§ **Task instructions**
Transcribe only the part of the listing below that begins at the line containing "Exercise. Spot the hanging" and runs to its final line, keeping both ends.

§ **Records shown**

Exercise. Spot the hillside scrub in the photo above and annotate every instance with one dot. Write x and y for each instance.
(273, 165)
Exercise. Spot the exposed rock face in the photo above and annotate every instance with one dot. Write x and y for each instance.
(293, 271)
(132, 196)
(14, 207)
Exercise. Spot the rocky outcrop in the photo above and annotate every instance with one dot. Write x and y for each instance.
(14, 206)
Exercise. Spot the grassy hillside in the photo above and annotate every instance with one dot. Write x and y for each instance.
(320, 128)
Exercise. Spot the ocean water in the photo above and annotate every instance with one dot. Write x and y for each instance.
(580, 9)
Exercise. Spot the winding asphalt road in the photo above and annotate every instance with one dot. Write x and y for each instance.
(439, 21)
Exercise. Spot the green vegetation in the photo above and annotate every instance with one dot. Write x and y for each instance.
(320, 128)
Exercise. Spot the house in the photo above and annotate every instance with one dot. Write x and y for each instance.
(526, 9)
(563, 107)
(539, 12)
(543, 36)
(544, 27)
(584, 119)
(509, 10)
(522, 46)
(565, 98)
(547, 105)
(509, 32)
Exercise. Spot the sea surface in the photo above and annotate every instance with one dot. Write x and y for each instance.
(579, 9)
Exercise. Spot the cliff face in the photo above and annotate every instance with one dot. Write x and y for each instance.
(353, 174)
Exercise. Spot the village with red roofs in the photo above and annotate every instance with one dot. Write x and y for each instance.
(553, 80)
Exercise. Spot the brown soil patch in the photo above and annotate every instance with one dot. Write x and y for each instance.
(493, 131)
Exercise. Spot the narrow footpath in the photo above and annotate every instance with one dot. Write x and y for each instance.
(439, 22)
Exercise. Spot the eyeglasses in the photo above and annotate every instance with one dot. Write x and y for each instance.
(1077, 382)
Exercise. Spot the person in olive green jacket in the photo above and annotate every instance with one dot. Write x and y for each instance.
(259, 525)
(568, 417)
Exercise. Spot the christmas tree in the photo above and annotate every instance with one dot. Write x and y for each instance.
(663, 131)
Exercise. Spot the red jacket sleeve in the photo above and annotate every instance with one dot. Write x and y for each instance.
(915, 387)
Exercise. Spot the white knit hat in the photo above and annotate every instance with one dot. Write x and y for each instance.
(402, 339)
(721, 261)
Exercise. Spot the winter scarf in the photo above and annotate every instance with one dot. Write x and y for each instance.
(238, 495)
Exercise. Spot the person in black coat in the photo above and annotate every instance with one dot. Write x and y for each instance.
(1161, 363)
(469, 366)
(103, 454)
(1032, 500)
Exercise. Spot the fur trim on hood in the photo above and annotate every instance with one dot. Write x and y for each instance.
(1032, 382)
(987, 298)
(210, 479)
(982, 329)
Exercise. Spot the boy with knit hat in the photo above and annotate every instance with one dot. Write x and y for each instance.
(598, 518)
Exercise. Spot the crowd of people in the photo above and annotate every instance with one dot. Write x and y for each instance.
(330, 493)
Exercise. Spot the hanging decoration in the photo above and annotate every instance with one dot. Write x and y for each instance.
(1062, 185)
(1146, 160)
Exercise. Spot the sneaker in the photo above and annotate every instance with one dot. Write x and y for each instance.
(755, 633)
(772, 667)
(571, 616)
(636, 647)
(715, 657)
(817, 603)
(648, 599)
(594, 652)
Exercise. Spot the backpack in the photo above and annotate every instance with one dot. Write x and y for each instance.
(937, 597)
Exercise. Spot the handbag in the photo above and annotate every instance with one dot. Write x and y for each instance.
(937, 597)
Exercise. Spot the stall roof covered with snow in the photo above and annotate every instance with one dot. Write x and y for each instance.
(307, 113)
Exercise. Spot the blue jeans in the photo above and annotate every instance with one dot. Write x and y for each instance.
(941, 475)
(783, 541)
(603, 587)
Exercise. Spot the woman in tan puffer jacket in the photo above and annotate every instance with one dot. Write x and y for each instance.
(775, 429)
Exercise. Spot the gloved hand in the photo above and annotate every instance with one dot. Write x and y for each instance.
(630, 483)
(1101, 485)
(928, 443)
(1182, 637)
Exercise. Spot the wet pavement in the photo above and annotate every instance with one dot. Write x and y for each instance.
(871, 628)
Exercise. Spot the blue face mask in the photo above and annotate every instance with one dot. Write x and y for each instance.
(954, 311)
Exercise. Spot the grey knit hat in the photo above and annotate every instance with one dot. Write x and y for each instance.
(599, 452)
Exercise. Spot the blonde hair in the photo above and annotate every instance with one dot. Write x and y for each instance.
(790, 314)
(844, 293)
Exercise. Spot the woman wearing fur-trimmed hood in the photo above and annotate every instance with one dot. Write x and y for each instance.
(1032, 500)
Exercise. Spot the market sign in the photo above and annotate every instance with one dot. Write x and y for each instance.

§ **Output of the exercise**
Exercise. Spot the hanging decoration in the photo above and annotate every instance with one dot. Write x and y for each instance.
(1062, 185)
(1146, 160)
Exercise. Spot the sneaker in the photo above and annotate every instance with one dot. Write x and y for each instance.
(755, 633)
(772, 667)
(571, 616)
(636, 647)
(715, 657)
(817, 603)
(648, 599)
(594, 652)
Exercise. Spot the backpack in the photo above and annotate every instance with one dot. Write x and y for each instance.
(937, 597)
Exercise. Spot the handbag in the photo above and annotate every instance with one dot. Write x and y for each instance.
(937, 597)
Exercise. Spot the stall roof covered with snow in the photo above and annotate every instance with one dot. Write x and y for each instance.
(307, 113)
Exercise. Spot the blue jeans in the photo above and annotate every instance with one dot. Write x and y for each instance.
(941, 475)
(783, 541)
(603, 587)
Exercise. Spot the woman in tan puffer jacket in the photo above and annotate every instance with one dot. Write x and y for each instance.
(775, 429)
Exercise. Spot the gloved hand in the photo above and annotate every instance with one dot. Write x and y for each instance.
(630, 483)
(1101, 485)
(928, 443)
(1182, 637)
Exercise. Spot the wet pavement in the photo above and annotate every instance with one dot. Write x and y for each instance.
(871, 628)
Exercise. Spot the blue face mask in the photo above and annotate every instance with one dot. Write x and y for each instance.
(954, 311)
Exercise. Spot the grey knit hat in the photo above and annotate every instance with one dot. Write x and y for each instance.
(599, 452)
Exercise. Spot the blonde hair in the photo above and annotate every instance with one dot. Write x and y for each instance.
(790, 314)
(844, 293)
Exercise. Spot the woman wearing fur-trimmed hood in the photo above and annotate every instance with one dot. Write x and y for each instance.
(1032, 500)
Exercise. Spot the market sign in the photo above and annotate every instance with one dot. Write x and y for each instance.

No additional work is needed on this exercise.